### Brief
Show all lines of the entries in which the word "space" is found.

**** Data extracts ****

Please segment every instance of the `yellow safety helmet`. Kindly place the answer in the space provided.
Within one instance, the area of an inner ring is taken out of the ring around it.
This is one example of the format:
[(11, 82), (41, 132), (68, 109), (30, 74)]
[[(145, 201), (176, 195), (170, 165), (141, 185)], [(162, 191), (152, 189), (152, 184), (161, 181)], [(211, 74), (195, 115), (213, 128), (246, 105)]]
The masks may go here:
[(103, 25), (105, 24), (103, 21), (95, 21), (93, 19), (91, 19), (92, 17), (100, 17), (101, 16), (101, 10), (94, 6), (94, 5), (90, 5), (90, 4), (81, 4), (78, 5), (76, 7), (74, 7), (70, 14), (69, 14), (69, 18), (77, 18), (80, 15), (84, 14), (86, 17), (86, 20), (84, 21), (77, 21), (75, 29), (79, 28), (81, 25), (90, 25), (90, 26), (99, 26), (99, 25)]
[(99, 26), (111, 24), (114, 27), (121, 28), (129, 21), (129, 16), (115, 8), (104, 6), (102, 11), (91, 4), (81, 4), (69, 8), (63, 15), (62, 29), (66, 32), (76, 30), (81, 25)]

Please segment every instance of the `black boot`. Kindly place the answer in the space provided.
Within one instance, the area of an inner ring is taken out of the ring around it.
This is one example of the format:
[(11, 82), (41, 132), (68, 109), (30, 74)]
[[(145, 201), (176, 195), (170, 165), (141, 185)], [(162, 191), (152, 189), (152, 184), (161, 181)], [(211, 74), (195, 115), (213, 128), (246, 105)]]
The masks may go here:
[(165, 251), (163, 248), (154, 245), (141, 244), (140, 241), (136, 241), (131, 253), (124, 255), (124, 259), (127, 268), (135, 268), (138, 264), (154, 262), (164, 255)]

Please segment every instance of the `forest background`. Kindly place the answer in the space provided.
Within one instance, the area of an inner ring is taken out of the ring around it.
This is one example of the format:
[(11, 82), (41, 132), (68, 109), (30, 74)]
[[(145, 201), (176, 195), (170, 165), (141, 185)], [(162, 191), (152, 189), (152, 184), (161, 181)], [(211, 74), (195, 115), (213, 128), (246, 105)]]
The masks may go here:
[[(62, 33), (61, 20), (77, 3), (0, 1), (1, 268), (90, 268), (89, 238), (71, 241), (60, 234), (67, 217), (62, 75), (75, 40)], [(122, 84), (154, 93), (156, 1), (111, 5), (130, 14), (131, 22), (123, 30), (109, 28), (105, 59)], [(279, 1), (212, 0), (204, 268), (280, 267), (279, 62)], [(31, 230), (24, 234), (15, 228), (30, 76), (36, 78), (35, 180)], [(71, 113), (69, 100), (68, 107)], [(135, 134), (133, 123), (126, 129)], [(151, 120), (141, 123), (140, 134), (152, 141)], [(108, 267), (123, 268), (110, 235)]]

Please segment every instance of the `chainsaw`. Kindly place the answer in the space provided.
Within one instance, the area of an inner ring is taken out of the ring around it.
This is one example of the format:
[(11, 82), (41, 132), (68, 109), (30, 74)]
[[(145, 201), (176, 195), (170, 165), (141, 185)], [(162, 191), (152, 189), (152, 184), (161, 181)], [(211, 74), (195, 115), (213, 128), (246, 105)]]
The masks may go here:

****

### Output for this task
Please segment every instance of the `yellow safety helmet`. Kindly place the answer in the space provided.
Please segment every instance of the `black boot`. Kindly place the answer in the space provided.
Please segment every instance of the `forest background`. Kindly place the answer in the space provided.
Please segment every instance of the `chainsaw`. Kindly place the answer in the space provided.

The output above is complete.